EXERCISE PROMPT:
Reproduce every line in full, beginning with the line that contains "Task: confirm every instance of the dark" and going on through the line that contains "[[478, 210]]". Adjust each pixel coordinate in the answers by adding -32.

(Records from a data collection)
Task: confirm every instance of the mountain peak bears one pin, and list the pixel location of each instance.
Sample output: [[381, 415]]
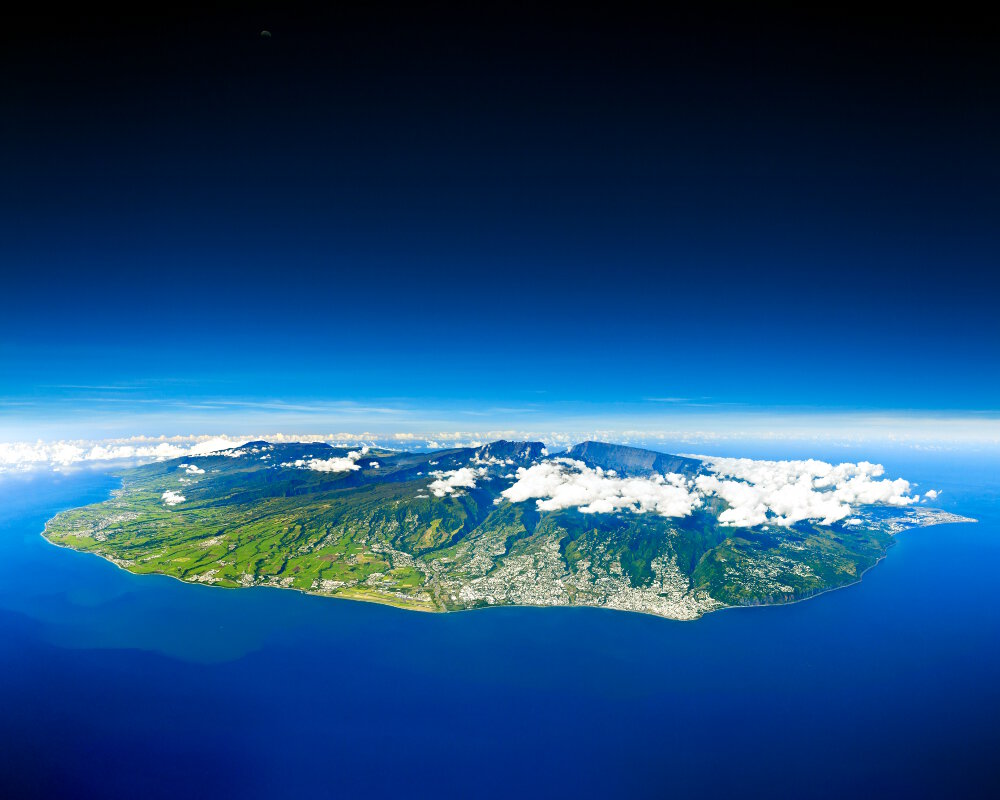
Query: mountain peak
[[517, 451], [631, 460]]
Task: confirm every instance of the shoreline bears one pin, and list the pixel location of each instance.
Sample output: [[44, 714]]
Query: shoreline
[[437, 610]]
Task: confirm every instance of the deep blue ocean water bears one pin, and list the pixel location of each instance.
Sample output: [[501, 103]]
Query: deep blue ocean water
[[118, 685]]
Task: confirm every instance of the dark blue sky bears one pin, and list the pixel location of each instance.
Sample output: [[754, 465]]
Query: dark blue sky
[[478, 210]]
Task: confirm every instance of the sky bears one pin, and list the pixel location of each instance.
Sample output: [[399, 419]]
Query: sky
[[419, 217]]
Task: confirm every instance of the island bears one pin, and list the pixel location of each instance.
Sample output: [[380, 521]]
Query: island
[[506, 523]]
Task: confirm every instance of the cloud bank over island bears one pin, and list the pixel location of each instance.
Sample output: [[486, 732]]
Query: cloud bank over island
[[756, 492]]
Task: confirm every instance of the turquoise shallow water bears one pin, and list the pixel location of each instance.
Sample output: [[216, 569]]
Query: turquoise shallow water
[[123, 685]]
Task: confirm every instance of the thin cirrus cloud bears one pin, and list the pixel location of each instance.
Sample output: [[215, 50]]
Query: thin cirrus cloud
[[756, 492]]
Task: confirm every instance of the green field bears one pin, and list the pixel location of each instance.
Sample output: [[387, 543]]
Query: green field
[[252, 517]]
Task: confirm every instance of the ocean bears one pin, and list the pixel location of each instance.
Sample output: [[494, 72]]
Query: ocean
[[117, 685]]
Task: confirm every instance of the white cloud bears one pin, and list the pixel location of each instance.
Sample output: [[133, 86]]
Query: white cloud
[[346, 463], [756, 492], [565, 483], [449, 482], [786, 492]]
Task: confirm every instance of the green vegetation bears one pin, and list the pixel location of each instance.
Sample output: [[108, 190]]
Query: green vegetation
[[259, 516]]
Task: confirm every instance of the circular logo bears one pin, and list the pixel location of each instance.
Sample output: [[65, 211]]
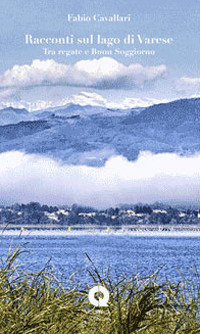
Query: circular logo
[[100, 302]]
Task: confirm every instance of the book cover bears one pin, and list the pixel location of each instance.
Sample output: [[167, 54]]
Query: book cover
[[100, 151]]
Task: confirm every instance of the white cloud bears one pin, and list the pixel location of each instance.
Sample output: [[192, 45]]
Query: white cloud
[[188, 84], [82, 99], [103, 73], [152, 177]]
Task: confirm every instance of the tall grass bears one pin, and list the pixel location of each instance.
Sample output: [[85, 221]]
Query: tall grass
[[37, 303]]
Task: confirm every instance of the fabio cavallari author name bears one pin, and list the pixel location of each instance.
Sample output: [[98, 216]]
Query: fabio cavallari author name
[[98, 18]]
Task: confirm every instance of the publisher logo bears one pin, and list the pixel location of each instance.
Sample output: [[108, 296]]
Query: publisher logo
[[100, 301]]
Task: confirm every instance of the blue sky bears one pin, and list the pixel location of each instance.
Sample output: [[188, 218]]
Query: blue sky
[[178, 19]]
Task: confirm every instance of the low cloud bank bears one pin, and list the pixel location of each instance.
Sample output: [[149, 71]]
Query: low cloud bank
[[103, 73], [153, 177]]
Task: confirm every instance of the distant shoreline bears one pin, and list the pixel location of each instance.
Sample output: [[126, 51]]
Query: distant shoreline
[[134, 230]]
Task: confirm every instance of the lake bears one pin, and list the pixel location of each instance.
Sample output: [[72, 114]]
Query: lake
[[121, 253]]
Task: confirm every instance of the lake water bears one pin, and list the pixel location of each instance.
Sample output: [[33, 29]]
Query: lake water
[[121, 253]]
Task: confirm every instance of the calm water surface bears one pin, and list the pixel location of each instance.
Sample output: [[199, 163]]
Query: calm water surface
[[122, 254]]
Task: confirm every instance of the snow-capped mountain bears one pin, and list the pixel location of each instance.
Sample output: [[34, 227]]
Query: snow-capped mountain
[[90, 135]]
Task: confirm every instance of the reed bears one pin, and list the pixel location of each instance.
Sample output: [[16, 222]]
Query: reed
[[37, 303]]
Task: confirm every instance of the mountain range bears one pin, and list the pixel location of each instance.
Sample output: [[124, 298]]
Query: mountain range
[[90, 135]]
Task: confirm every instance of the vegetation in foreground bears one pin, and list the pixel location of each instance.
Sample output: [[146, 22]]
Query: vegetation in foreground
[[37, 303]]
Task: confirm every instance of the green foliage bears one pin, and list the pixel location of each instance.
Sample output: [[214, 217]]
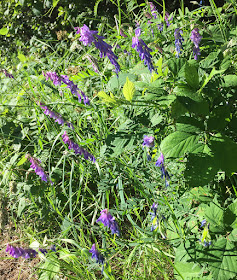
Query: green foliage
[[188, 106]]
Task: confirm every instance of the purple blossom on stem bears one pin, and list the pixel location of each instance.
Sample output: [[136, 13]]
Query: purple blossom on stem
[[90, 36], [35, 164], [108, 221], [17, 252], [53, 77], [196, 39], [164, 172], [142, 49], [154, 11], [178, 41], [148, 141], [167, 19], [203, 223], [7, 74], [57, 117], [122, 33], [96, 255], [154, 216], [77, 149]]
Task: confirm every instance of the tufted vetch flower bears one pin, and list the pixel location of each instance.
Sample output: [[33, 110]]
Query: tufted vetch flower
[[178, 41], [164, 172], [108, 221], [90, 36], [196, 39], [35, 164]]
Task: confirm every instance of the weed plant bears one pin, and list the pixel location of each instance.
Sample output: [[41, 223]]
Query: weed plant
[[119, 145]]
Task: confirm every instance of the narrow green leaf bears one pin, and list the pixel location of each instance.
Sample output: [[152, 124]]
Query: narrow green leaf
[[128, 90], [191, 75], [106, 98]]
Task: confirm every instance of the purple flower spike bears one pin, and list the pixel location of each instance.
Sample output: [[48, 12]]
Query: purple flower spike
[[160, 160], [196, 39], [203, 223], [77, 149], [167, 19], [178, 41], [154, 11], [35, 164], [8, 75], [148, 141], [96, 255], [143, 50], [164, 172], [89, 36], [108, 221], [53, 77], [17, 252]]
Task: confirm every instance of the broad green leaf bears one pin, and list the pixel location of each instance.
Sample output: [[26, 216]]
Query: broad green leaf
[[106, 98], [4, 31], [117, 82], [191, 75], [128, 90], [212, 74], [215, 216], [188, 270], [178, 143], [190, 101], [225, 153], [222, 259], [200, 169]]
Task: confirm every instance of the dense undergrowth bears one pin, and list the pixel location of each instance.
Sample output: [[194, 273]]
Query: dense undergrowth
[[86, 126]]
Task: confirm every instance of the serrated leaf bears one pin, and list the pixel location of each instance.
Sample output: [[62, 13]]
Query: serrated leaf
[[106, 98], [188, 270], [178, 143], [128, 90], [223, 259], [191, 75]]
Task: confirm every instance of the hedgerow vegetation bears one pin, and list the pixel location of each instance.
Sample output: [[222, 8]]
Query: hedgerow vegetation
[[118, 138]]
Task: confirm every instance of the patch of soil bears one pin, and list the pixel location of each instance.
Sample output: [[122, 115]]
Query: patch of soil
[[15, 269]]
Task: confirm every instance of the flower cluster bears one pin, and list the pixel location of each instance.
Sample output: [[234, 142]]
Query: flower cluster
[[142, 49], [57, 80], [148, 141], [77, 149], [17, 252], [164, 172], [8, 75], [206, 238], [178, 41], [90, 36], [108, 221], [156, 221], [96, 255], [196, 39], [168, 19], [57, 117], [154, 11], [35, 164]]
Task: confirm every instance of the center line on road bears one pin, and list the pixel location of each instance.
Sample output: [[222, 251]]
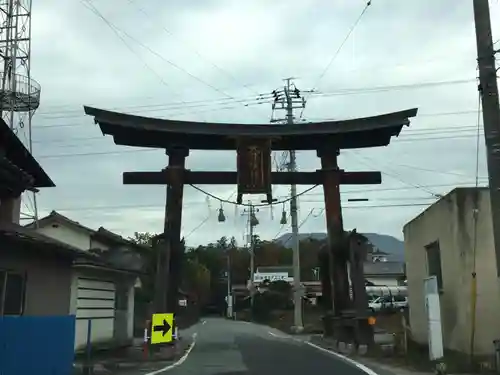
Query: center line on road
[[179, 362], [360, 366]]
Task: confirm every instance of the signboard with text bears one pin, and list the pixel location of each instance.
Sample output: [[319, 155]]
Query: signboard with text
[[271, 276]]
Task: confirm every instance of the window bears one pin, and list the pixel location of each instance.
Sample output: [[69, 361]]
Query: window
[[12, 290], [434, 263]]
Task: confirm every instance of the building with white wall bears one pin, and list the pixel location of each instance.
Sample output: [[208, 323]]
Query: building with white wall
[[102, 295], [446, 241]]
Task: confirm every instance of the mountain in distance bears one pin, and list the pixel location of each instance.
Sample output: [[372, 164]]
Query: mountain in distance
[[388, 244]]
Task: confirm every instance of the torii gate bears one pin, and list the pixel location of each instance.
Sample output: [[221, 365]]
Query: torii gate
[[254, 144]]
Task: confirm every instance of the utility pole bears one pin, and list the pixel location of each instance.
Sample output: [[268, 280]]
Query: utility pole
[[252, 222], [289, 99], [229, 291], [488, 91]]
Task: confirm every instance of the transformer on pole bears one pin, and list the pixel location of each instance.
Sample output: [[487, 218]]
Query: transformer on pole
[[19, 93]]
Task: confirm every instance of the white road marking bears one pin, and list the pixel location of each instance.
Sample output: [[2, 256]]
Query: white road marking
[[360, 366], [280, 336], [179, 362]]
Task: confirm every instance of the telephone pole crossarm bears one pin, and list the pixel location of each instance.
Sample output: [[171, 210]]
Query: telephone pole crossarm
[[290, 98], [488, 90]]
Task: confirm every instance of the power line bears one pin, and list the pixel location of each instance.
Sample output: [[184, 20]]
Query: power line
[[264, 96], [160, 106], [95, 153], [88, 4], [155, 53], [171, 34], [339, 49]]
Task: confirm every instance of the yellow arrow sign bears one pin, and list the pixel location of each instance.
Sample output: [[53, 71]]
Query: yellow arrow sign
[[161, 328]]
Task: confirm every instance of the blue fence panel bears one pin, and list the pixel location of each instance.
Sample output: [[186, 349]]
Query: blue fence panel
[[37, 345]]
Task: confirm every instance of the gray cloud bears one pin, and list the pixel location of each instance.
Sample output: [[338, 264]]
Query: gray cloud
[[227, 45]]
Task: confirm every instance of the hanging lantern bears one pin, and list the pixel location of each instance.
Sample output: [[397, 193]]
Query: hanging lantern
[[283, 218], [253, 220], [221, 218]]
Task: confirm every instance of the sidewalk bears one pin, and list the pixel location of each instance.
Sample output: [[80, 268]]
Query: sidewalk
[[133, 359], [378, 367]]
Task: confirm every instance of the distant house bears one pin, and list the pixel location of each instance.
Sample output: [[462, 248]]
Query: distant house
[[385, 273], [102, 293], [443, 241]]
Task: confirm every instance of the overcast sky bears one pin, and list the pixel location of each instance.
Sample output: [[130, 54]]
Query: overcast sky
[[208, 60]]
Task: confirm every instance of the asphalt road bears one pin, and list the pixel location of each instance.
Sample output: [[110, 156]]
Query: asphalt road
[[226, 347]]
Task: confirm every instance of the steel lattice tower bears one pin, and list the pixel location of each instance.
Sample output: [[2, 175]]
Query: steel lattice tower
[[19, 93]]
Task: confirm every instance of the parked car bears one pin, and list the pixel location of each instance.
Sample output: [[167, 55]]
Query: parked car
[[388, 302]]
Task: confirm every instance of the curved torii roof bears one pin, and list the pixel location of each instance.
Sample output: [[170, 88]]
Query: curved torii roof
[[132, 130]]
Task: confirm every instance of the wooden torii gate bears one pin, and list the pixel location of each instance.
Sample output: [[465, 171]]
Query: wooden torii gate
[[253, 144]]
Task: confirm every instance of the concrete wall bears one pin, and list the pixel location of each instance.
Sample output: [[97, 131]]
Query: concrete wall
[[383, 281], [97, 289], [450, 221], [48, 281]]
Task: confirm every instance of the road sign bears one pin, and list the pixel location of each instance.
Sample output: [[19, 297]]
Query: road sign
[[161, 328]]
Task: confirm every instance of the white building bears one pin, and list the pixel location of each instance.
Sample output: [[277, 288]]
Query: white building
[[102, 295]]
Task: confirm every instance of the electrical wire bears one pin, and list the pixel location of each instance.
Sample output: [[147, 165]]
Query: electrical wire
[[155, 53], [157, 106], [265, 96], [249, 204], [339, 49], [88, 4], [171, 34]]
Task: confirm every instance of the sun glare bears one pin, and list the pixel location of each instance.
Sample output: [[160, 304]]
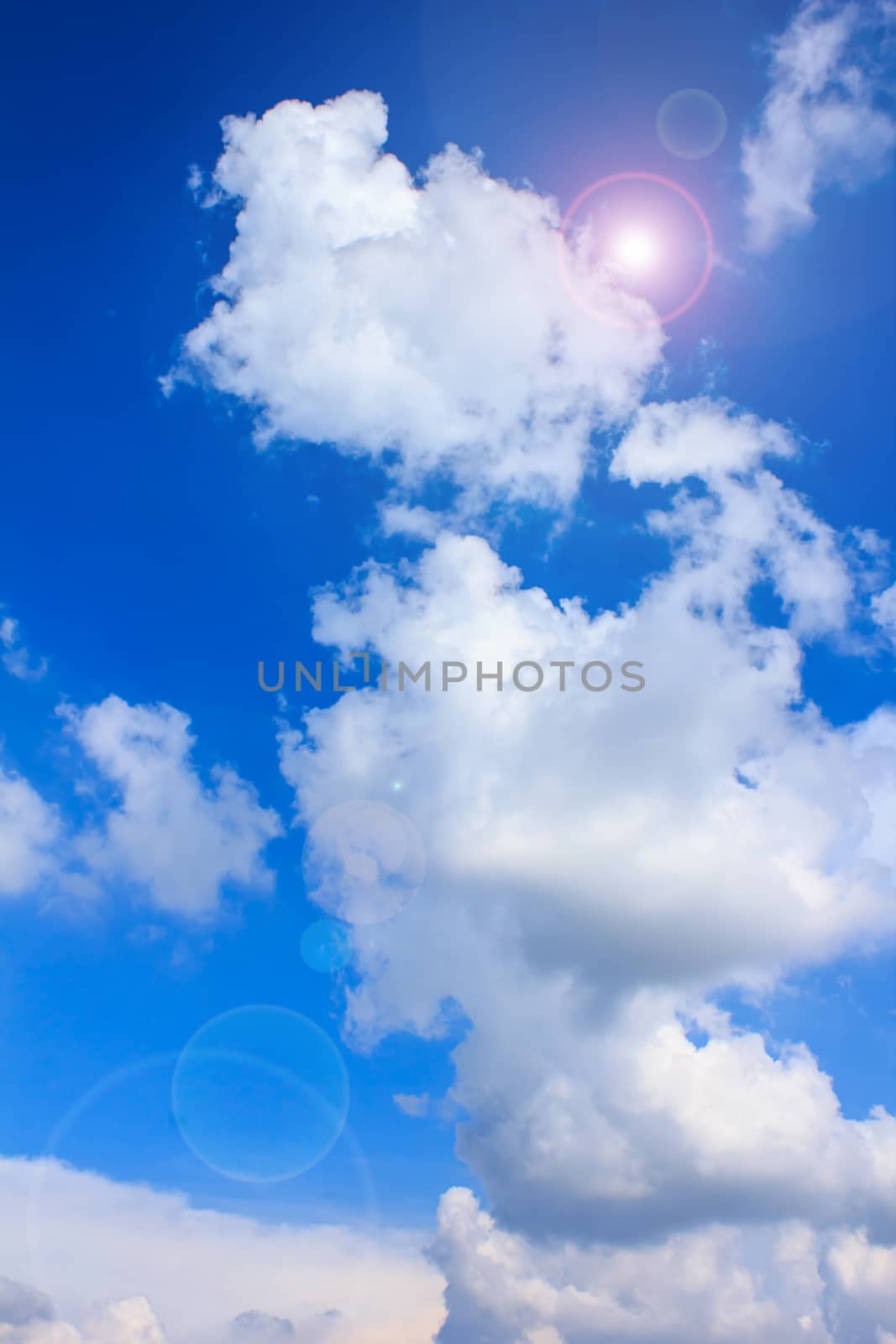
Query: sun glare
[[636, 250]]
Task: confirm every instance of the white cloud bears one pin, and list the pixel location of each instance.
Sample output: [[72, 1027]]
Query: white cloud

SOLUTION TO THIS PROBLEM:
Task: confirm every instance of the dark blue sky bears one pin, and list the pixel location of each instance.
Sample output: [[754, 465]]
Query: dark blue sky
[[446, 178]]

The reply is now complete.